## ABOUT THIS EXERCISE
A single stretch of the material below is to be transcribed exactly, starting at the line with "A single point marks each instance of the crowd" and ending after the line with "A single point marks each instance of the stage light".

## RECORDS SHOWN
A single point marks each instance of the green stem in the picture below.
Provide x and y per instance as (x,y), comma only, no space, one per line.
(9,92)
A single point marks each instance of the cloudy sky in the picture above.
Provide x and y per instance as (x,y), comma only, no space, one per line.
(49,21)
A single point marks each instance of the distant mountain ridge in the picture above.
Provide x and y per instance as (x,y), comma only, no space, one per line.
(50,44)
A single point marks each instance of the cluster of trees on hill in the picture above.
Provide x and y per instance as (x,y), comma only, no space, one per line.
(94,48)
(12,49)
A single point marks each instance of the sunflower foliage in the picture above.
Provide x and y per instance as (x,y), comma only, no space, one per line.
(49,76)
--
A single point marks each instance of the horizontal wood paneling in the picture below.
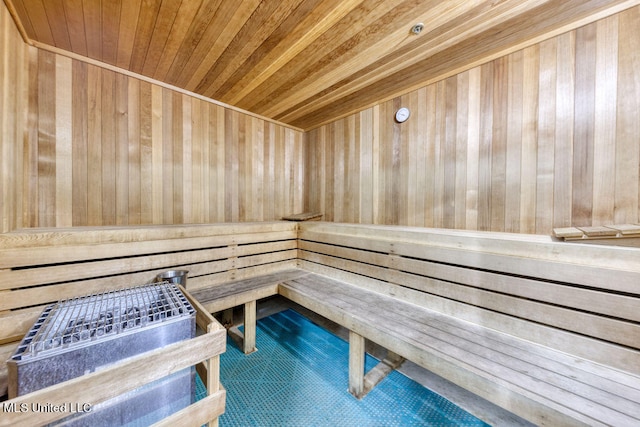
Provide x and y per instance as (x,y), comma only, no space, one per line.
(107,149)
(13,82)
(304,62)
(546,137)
==
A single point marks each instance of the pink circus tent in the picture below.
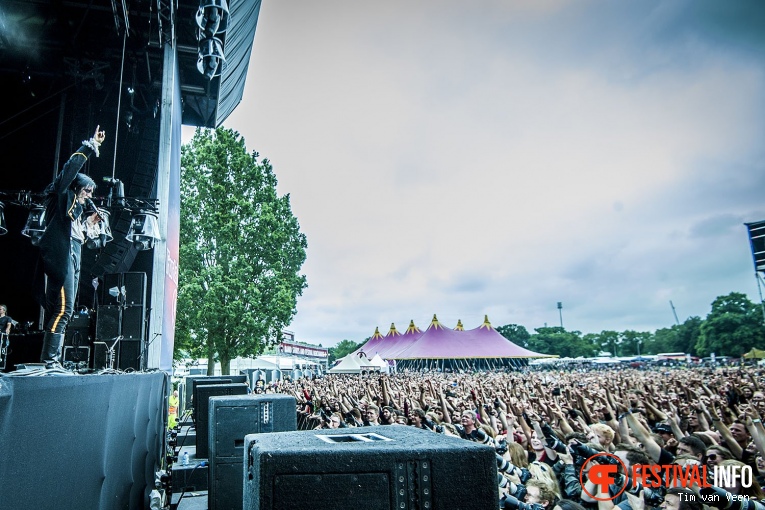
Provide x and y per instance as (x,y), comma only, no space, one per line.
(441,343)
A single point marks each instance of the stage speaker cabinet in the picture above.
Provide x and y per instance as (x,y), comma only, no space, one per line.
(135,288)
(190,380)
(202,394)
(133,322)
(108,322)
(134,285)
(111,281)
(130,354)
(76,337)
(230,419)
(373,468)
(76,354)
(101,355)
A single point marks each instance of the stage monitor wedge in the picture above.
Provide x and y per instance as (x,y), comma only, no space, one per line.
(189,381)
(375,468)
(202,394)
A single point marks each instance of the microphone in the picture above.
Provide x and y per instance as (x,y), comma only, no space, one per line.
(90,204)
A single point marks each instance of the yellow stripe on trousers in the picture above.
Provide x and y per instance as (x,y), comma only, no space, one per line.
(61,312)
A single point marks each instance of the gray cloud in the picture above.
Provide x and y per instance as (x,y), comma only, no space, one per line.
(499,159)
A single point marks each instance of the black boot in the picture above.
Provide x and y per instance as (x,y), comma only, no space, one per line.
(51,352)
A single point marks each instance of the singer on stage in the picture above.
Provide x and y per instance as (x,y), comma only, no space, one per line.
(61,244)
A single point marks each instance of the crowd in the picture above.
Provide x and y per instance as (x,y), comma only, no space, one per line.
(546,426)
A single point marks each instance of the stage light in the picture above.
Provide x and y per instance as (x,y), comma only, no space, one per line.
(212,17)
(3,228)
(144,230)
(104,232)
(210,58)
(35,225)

## TASK RESULT
A single point marks each instance of the crowd in the picture above.
Provide x and y per instance as (x,y), comma only, no space, one per line.
(546,426)
A single point marks each instance of the stage light in the picture above.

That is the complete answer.